* [DESCRIPTION OF THE TASK]: Copy each of the following rows word for word, changing nothing.

** Start **

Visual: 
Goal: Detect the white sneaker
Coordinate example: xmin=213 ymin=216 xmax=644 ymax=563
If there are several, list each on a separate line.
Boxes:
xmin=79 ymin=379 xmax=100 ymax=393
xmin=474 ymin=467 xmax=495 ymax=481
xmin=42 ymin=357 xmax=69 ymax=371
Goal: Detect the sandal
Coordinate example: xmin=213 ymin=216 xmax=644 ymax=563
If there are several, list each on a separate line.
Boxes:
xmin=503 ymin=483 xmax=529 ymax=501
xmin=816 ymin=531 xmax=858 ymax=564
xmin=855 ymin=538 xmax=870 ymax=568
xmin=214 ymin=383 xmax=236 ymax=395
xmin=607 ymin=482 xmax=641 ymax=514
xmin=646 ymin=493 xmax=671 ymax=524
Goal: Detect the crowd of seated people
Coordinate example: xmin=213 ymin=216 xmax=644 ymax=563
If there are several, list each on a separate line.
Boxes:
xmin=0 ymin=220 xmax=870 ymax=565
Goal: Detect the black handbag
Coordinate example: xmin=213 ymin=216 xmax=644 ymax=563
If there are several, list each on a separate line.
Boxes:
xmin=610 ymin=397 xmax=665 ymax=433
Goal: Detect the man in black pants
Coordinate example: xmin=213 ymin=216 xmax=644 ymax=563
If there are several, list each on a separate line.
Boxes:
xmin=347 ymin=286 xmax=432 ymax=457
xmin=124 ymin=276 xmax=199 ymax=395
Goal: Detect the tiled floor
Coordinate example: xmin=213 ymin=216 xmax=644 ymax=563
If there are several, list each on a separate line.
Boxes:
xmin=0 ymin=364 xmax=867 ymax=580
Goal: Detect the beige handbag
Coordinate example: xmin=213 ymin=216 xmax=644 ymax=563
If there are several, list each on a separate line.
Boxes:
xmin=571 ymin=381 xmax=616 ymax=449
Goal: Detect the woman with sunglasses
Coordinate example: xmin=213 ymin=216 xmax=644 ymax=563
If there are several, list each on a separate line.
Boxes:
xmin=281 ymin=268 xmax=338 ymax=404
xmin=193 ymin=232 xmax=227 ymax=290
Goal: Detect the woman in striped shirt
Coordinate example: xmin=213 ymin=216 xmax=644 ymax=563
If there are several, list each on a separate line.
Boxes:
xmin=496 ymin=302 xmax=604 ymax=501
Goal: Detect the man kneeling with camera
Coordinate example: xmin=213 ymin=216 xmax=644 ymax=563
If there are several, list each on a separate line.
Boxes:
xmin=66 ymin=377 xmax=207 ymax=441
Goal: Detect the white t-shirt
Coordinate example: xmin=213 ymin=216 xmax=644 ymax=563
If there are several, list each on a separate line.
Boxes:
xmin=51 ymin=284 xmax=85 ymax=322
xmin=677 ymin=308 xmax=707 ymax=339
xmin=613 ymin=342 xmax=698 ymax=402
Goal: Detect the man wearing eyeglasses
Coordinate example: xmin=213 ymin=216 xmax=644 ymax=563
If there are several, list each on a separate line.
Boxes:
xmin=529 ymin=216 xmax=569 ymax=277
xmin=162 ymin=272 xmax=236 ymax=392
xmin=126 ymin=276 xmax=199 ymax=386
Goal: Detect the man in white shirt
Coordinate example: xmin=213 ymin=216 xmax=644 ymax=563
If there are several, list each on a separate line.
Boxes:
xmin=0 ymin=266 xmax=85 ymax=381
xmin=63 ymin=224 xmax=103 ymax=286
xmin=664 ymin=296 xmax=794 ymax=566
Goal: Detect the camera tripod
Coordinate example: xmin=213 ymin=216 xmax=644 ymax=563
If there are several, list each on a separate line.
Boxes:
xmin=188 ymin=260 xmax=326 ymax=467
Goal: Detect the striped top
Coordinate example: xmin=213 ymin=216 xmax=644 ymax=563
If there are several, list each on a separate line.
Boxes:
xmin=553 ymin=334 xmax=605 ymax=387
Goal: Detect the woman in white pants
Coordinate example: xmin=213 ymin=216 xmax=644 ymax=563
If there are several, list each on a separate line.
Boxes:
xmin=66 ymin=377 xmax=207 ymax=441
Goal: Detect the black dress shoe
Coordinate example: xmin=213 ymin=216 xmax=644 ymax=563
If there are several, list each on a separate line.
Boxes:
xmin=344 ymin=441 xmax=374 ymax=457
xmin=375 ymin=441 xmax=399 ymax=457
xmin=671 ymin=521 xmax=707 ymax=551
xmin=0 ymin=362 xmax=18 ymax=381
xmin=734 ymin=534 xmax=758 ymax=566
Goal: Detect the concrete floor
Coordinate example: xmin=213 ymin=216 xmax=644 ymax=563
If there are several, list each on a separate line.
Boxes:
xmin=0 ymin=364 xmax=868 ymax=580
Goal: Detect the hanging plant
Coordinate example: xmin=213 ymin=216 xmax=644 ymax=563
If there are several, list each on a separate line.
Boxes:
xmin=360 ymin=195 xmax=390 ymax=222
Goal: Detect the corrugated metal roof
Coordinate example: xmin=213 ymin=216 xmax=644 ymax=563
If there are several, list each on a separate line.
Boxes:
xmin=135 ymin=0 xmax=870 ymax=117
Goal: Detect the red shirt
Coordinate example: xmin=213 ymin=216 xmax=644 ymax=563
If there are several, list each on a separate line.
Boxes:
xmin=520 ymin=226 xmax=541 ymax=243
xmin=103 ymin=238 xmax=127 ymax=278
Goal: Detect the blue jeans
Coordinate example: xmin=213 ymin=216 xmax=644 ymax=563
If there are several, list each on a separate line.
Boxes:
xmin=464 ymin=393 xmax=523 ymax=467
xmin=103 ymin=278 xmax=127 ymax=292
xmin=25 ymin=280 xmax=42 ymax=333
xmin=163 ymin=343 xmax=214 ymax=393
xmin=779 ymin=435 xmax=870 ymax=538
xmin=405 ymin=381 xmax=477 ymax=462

** End **

* [ANSWER TO THIS EXERCISE]:
Visual: 
Goal: Detect the white sneaker
Coordinate example: xmin=213 ymin=216 xmax=644 ymax=563
If there are several, list each on a separate line.
Boxes:
xmin=79 ymin=379 xmax=100 ymax=393
xmin=474 ymin=467 xmax=495 ymax=481
xmin=42 ymin=357 xmax=69 ymax=371
Goal: Detect the sandal
Coordinate example: xmin=213 ymin=216 xmax=644 ymax=563
If there are several, list each on a separate line.
Boxes:
xmin=503 ymin=483 xmax=529 ymax=501
xmin=816 ymin=531 xmax=858 ymax=564
xmin=855 ymin=538 xmax=870 ymax=568
xmin=214 ymin=383 xmax=236 ymax=395
xmin=607 ymin=482 xmax=641 ymax=514
xmin=646 ymin=493 xmax=671 ymax=524
Goal: Detect the crowd of seated people
Coordinate example: xmin=213 ymin=216 xmax=644 ymax=563
If there are several, list each on a separate line.
Boxes:
xmin=0 ymin=220 xmax=870 ymax=565
Goal: Detect the black handbag
Coordinate example: xmin=213 ymin=216 xmax=644 ymax=563
If there are several, list each on a separate line.
Boxes:
xmin=610 ymin=397 xmax=665 ymax=433
Goal: Detect the man in black pants
Coordinate example: xmin=213 ymin=216 xmax=644 ymax=563
If there are several, list each on a separate line.
Boxes:
xmin=347 ymin=286 xmax=432 ymax=457
xmin=124 ymin=276 xmax=199 ymax=395
Goal: Detect the tiled floor
Coordinate example: xmin=213 ymin=216 xmax=644 ymax=563
If there are several, list each on a separate line.
Boxes:
xmin=0 ymin=364 xmax=867 ymax=580
Goal: Detect the beige handbag
Coordinate example: xmin=213 ymin=216 xmax=644 ymax=563
If there are several, list each on a separate line.
Boxes:
xmin=571 ymin=381 xmax=616 ymax=449
Goal: Detect the woman with sunglasses
Coordinate example: xmin=213 ymin=216 xmax=644 ymax=563
If there are several, list each on a separate line.
Boxes:
xmin=281 ymin=268 xmax=338 ymax=404
xmin=193 ymin=232 xmax=227 ymax=290
Goal: Detect the woman in striped shirt
Coordinate example: xmin=213 ymin=216 xmax=644 ymax=563
If there are several, list each on a separate line.
Boxes:
xmin=496 ymin=302 xmax=604 ymax=501
Goal: Detect the man kneeling with camera
Coordinate example: xmin=213 ymin=216 xmax=644 ymax=563
If there are several, list each on a separate line.
Boxes:
xmin=66 ymin=377 xmax=207 ymax=441
Goal: Detect the white t-shirt
Coordinate example: xmin=213 ymin=216 xmax=644 ymax=563
If there are several, list each on a separate line.
Boxes:
xmin=51 ymin=284 xmax=85 ymax=322
xmin=677 ymin=308 xmax=707 ymax=339
xmin=613 ymin=342 xmax=698 ymax=402
Goal: Detect the man wearing eyeglasses
Coordinate example: xmin=213 ymin=216 xmax=644 ymax=563
If there are several, list each on a separate line.
Boxes:
xmin=529 ymin=216 xmax=569 ymax=277
xmin=162 ymin=272 xmax=236 ymax=392
xmin=126 ymin=276 xmax=199 ymax=386
Goal: Detect the man in white shirt
Coordinate example: xmin=213 ymin=216 xmax=644 ymax=563
If there are several, list each on a separate line.
Boxes:
xmin=0 ymin=266 xmax=85 ymax=381
xmin=63 ymin=224 xmax=103 ymax=286
xmin=664 ymin=296 xmax=794 ymax=566
Goal: Detect the camera tripod
Coordinate example: xmin=213 ymin=216 xmax=644 ymax=563
If there are several, list each on a separate line.
Boxes:
xmin=188 ymin=260 xmax=326 ymax=467
Goal: Detect the striped top
Coordinate example: xmin=213 ymin=216 xmax=644 ymax=563
If there are several, list each on a separate line.
Boxes:
xmin=553 ymin=334 xmax=605 ymax=387
Goal: Detect the woman in white pants
Coordinate example: xmin=213 ymin=216 xmax=644 ymax=563
If there are several, list each on a separate line.
Boxes:
xmin=66 ymin=377 xmax=207 ymax=441
Goal: Detect the black dress shoe
Coordinate example: xmin=213 ymin=216 xmax=644 ymax=563
If there are several, list each on a separate line.
Boxes:
xmin=344 ymin=441 xmax=374 ymax=457
xmin=375 ymin=441 xmax=399 ymax=457
xmin=671 ymin=521 xmax=707 ymax=551
xmin=0 ymin=362 xmax=18 ymax=381
xmin=734 ymin=534 xmax=758 ymax=566
Goal: Detect the concrete floor
Coordinate example: xmin=213 ymin=216 xmax=644 ymax=563
If there are several, list each on a separate line.
Boxes:
xmin=0 ymin=364 xmax=868 ymax=580
Goal: Detect the hanging plant
Coordinate example: xmin=213 ymin=216 xmax=644 ymax=563
If there are several, list each on a separate line.
Boxes:
xmin=360 ymin=195 xmax=390 ymax=222
Goal: Detect the corrugated metal roof
Coordinate example: xmin=213 ymin=216 xmax=644 ymax=563
If there are several, list each on a separate line.
Boxes:
xmin=135 ymin=0 xmax=870 ymax=117
Goal: Detect the red shirt
Coordinate example: xmin=213 ymin=216 xmax=644 ymax=563
If there are several, list each on a separate line.
Boxes:
xmin=520 ymin=226 xmax=541 ymax=243
xmin=103 ymin=238 xmax=127 ymax=278
Goal: Detect the blue jeans
Coordinate example: xmin=213 ymin=216 xmax=644 ymax=563
If there are several, list each on a separate line.
Boxes:
xmin=464 ymin=393 xmax=523 ymax=467
xmin=103 ymin=278 xmax=127 ymax=292
xmin=25 ymin=280 xmax=42 ymax=333
xmin=163 ymin=343 xmax=214 ymax=393
xmin=779 ymin=435 xmax=870 ymax=538
xmin=405 ymin=381 xmax=477 ymax=462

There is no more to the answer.